Source material Start Marker

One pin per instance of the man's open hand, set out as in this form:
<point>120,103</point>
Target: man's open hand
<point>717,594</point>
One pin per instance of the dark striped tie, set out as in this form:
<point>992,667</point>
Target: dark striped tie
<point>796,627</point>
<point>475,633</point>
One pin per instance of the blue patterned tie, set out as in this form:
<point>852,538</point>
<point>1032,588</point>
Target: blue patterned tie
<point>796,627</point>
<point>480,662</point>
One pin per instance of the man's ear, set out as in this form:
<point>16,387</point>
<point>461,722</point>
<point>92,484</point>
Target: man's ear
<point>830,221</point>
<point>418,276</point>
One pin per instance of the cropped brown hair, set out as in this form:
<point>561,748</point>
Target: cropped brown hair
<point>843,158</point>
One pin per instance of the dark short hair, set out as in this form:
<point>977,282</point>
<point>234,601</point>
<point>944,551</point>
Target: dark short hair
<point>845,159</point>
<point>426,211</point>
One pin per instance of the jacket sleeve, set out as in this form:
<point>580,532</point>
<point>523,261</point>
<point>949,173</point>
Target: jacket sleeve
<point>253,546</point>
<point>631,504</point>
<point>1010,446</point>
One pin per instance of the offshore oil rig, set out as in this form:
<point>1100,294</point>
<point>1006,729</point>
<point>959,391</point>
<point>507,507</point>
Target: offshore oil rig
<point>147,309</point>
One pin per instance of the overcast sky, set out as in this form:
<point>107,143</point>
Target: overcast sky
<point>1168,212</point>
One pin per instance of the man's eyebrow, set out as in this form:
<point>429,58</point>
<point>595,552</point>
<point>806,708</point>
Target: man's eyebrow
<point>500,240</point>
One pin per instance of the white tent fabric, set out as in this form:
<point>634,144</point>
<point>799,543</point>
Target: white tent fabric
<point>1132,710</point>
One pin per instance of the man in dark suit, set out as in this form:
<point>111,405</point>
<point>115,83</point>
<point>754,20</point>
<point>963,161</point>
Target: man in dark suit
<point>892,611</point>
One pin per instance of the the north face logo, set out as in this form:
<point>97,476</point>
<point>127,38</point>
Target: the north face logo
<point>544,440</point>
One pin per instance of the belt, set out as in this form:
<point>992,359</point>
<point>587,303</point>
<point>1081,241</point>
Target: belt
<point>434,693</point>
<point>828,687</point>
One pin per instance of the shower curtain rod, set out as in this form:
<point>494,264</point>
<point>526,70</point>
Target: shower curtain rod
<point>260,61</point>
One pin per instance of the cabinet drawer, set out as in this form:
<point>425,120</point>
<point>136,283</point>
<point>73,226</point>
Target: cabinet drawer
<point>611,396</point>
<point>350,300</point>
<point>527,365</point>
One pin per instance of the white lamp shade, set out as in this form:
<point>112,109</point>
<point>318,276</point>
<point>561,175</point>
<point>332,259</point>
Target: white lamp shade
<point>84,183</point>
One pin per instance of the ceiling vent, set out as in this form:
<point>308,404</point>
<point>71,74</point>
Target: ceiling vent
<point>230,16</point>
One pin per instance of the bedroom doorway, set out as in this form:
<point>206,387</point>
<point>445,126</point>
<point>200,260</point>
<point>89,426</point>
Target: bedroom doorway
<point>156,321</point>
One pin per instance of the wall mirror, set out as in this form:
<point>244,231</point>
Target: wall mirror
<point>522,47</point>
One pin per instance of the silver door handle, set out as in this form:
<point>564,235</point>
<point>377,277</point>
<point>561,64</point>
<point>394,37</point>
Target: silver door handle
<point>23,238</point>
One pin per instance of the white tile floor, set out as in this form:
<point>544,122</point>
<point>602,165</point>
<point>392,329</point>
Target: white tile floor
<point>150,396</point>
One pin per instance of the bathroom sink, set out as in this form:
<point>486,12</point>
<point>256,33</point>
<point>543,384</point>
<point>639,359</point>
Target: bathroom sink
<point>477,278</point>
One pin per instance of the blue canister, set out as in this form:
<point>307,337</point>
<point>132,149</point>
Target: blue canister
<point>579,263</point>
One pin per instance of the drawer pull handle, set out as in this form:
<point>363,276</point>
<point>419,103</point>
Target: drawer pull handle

Source material End Marker

» Requirement:
For this exercise, output exactly the lines above from the line with "Target: shower curtain rod" to the line with "One pin per instance of the bathroom", counting both, and leave out the rest.

» Response for this exercise:
Target: shower curtain rod
<point>260,61</point>
One pin per instance of the cabinet drawer, set out as in this form:
<point>425,120</point>
<point>136,283</point>
<point>73,226</point>
Target: cabinet drawer
<point>611,396</point>
<point>350,300</point>
<point>527,365</point>
One pin per instance of the white lamp shade, set out as in this form:
<point>112,109</point>
<point>318,276</point>
<point>561,175</point>
<point>332,259</point>
Target: white lamp shade
<point>84,183</point>
One pin per instance of the ceiling vent, set out as in this form:
<point>308,404</point>
<point>71,74</point>
Target: ceiling vent
<point>230,16</point>
One pin per instance of the bedroom doorway, set out as in this form:
<point>206,387</point>
<point>445,126</point>
<point>200,260</point>
<point>89,426</point>
Target: bedroom doorway
<point>156,321</point>
One pin per instance of the wall mirror, set out as in this form:
<point>244,231</point>
Target: wall mirror
<point>522,47</point>
One pin per instance of the silver door handle, set out as in this form:
<point>564,235</point>
<point>377,277</point>
<point>561,64</point>
<point>394,37</point>
Target: silver door handle
<point>23,238</point>
One pin per instance of the white tile floor, set out as in this form:
<point>544,122</point>
<point>602,165</point>
<point>392,329</point>
Target: white tile floor
<point>150,396</point>
One pin per instance of the bathroom sink, set out as in this form:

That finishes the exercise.